Estratto della pagina:
L’ultimo romanzo di Catena Fiorello, Amuri (Giunti Editore)  inizia con Isabella, la trentacinquenne protagonista, che decide di fare una vacanza da sola sull’isola dove ha passato, da piccola, le vacanze più felici. È in crisi con il marito e spera su quell’isola delle Eolie, dove sono cresciuti i suoi nonni e sua madre, di trovare la serenità necessaria per fare il punto sulla sua vita.

Come nasce questa storia?

«Dal desiderio di raccontare alcuni rapporti conflittuali nascosti in famiglia, un tema a me molto caro. La famiglia è microcosmo, nido, ambiente protetto, ma anche un luogo dove si nascondono molti non detti».

Segreti?

«Anche, ma spesso sono amare verità che vengono taciute per non ferire o per non creare contrasti ma che. se accumulate nel tempo, diventano pesanti come condanne. Molto meglio discutere, dirsi in faccia ciò che si pensa che lasciar sedimentare rancori e ferite. E non è solo una materia romanzesca: in moltissime famiglie ci sono verità taciute che, quando arrivano all’interessato,  risultano choccanti. Anche se molte volte, all’origine di questi non detti ci sono dei piccoli episodi, perfino delle futilità».

Problema da risolvere: Prosegui l'intervista sul romanzo Amuri, riprendendo subito dopo l'ultima risposta riportata.

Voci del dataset
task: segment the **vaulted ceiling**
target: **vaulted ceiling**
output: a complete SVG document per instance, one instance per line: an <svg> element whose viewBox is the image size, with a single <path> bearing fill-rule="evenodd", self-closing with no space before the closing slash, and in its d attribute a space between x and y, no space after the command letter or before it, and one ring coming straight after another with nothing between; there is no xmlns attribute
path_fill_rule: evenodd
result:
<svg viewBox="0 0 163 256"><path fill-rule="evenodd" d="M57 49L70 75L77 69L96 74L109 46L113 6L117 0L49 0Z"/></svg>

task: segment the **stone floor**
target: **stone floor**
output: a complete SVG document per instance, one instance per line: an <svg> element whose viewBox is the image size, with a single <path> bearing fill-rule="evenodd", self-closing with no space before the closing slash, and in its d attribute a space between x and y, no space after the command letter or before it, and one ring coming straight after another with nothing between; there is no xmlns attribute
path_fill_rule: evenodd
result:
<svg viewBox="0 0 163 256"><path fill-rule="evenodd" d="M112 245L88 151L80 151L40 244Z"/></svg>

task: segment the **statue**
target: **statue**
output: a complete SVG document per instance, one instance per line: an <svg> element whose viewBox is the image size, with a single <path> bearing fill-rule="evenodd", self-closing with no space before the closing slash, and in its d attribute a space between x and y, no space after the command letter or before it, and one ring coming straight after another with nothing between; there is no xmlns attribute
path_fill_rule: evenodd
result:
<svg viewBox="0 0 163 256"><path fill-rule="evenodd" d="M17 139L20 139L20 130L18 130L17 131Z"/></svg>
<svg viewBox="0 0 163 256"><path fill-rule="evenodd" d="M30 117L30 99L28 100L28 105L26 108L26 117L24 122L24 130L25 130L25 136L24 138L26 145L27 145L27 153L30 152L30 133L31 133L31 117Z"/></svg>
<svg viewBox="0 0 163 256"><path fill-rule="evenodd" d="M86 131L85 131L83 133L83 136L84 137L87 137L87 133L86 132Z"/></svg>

...

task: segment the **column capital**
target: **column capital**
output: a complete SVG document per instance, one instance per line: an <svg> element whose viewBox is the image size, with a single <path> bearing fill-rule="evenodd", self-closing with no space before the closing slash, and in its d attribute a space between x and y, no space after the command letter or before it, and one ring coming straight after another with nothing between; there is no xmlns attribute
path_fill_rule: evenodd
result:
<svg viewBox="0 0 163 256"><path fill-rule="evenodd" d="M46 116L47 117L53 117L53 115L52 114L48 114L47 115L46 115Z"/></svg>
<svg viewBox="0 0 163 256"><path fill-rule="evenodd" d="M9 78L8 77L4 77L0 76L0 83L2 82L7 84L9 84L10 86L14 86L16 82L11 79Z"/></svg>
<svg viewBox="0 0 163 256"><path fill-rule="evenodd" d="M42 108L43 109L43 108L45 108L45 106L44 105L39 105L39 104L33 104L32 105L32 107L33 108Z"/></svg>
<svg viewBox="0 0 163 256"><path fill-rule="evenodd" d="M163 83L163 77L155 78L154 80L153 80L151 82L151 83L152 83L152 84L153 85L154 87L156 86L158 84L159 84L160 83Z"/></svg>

==

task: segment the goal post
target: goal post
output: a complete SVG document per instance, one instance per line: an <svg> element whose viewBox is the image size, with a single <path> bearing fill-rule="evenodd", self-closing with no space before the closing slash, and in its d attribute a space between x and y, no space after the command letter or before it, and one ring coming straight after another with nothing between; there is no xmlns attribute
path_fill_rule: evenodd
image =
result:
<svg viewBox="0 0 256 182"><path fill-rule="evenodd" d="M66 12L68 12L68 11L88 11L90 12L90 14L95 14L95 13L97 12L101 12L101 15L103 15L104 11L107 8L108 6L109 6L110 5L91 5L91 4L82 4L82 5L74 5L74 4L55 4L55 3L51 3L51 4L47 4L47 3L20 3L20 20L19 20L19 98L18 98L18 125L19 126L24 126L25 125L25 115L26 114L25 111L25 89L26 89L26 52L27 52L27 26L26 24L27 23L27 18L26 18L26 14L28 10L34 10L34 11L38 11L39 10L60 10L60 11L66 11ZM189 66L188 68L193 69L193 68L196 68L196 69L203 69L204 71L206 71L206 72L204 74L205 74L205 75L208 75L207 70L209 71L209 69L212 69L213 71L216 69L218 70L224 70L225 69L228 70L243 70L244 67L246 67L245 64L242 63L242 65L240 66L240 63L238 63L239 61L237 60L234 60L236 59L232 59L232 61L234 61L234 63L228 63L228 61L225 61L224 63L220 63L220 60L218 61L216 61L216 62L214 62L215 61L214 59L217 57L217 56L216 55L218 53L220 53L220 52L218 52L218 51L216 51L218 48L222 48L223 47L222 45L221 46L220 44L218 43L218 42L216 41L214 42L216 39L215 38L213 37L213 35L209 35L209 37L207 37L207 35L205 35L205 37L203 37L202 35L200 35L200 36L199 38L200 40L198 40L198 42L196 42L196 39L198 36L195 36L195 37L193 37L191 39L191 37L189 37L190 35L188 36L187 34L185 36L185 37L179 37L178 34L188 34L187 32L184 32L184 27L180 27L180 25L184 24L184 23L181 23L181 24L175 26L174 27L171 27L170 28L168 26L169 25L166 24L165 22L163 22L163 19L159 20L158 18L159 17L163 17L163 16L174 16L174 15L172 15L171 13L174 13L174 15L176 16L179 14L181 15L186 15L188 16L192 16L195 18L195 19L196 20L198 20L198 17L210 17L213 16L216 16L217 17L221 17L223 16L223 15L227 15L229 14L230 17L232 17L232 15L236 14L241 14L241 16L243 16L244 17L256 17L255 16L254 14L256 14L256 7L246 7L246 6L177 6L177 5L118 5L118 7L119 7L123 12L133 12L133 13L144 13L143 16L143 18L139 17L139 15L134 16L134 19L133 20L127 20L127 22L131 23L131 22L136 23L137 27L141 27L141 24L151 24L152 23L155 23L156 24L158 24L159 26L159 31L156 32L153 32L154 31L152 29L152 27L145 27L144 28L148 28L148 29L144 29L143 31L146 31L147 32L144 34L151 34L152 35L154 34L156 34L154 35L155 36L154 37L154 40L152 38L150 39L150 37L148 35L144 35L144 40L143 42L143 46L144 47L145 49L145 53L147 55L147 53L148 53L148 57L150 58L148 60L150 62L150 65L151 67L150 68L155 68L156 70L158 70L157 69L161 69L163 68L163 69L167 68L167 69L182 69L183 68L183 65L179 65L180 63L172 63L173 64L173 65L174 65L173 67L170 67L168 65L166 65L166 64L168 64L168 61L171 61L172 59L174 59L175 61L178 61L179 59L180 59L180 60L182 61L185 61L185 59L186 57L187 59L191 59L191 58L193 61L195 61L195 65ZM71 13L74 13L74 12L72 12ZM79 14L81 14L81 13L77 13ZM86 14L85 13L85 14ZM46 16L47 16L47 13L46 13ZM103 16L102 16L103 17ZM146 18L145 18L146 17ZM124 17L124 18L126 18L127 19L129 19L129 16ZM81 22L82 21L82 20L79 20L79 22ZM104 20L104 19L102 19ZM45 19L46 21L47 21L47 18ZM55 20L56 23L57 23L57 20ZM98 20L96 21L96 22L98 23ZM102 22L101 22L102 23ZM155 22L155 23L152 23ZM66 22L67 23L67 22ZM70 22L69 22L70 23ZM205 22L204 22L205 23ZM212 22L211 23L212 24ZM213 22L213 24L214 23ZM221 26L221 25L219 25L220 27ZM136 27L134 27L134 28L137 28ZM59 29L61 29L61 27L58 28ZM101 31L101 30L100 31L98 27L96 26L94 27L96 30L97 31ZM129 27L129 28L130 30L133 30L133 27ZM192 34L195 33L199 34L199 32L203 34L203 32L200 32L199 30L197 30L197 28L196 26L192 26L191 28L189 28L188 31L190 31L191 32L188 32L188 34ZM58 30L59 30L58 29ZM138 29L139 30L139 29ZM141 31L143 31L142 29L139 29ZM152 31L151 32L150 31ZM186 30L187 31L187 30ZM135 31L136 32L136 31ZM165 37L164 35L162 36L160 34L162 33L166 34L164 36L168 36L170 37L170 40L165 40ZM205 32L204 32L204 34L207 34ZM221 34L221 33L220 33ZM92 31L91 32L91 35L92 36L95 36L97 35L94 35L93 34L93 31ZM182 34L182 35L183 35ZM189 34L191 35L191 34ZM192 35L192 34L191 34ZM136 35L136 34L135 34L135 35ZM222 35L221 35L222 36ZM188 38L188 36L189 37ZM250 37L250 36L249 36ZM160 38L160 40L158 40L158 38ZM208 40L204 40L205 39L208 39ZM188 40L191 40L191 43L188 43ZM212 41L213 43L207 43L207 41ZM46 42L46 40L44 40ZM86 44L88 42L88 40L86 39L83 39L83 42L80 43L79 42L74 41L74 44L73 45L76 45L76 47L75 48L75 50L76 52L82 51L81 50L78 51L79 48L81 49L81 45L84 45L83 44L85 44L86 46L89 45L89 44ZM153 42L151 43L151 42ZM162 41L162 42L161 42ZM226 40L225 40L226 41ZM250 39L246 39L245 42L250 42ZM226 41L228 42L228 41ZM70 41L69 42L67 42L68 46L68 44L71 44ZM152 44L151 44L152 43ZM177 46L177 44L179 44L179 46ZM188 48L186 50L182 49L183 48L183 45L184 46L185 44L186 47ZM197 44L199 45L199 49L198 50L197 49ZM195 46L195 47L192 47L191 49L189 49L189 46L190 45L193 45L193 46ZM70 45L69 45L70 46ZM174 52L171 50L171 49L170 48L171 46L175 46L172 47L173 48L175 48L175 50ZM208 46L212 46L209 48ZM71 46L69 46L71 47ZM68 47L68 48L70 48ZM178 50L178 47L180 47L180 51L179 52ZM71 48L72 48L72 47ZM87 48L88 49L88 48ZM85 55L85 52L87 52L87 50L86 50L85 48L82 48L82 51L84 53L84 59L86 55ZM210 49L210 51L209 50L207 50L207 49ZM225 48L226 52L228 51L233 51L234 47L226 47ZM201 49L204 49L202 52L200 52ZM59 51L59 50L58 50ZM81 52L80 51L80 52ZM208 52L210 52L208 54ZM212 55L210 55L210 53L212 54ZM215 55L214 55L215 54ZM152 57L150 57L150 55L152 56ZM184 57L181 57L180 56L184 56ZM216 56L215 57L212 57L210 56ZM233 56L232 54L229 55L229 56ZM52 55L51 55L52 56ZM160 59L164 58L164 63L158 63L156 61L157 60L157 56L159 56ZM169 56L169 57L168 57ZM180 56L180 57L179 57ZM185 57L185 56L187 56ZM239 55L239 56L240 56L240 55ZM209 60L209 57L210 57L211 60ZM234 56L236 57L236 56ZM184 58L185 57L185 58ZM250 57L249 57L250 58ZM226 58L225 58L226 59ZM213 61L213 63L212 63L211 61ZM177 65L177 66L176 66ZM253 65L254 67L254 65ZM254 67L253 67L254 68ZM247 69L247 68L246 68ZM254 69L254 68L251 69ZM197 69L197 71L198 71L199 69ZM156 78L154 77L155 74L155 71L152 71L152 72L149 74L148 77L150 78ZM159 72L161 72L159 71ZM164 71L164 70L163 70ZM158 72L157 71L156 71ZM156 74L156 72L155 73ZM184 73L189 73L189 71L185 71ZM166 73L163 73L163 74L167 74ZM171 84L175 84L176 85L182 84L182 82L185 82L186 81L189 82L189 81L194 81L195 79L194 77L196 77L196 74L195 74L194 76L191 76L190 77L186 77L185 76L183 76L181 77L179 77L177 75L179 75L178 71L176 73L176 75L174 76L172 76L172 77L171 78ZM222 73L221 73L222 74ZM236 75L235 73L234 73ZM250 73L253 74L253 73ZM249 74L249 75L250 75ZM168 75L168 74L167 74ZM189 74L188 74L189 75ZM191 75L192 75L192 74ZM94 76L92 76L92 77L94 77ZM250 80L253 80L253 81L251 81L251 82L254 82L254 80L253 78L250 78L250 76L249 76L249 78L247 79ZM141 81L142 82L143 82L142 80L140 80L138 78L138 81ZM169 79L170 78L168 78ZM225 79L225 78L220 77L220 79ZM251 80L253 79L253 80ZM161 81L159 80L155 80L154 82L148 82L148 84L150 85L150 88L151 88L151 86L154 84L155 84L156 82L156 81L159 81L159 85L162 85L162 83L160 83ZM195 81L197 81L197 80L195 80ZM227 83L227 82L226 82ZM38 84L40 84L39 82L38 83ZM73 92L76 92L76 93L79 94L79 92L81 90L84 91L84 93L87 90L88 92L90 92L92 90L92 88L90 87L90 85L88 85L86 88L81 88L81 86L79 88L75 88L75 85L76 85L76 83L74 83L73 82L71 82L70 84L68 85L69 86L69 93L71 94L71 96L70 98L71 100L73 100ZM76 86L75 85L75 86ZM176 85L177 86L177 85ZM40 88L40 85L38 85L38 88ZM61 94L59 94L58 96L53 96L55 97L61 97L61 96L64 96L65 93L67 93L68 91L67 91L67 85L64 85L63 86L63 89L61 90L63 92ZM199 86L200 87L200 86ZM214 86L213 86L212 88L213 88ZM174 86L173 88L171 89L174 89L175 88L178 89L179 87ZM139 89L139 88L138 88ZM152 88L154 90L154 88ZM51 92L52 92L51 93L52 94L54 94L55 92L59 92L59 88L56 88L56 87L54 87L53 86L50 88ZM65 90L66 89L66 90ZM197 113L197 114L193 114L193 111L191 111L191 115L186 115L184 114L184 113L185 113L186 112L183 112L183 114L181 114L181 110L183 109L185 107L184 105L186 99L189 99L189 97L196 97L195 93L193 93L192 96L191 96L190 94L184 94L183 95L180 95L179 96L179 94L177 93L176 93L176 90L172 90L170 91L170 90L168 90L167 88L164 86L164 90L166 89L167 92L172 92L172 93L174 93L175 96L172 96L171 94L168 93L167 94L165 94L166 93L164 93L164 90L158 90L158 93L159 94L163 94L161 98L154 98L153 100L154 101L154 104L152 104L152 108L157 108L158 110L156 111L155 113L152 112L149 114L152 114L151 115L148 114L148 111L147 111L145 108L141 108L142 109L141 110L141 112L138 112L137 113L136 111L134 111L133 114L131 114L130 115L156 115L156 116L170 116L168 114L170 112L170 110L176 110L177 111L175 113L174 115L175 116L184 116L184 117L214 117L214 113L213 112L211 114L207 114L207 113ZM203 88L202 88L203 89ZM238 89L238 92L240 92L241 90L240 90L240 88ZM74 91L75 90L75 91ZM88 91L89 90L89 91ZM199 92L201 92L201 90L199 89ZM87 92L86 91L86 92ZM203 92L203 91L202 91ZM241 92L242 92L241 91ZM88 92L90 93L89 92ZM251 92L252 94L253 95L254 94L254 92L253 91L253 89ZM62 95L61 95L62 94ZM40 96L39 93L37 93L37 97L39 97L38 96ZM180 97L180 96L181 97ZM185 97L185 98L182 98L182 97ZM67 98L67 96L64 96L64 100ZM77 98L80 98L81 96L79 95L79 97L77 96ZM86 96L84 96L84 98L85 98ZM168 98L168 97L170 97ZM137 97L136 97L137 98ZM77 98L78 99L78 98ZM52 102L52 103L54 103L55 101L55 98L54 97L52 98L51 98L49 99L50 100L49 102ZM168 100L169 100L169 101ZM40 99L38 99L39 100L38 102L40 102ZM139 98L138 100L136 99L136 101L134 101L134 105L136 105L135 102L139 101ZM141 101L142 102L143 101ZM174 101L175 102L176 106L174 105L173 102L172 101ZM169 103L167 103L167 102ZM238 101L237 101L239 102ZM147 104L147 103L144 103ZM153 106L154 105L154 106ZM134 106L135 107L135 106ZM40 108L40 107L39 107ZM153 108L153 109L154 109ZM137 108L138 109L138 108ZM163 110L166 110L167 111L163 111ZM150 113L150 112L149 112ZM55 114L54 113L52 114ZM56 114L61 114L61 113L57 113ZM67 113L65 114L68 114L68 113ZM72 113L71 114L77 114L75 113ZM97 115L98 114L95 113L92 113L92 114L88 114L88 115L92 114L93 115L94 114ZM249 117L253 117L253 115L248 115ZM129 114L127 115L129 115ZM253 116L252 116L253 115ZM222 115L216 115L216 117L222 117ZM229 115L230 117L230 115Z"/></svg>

Soluzione proposta:
Nel romanzo, questi non detti riguardano soprattutto la famiglia d’origine di Isabella e la figura di sua madre che, all’inizio del romanzo, dice una cosa terribile: “Tutte le coppie vanno al macello e quelle che non ci arrivano è perché hanno deciso di sopportare in silenzio”.

«Sì, è terribile, ma dietro questa sentenza ci sono, appunto delle motivazioni che si scoprono via via. Mi piace pensare ai libri come finestre aperte su cose che avvengono ad altri ma che potrebbero accadere anche a noi. Perché, quando si apre una finestra, si portano alla luce anche quegli orrori di cui tutti siamo fatti».

Tutti?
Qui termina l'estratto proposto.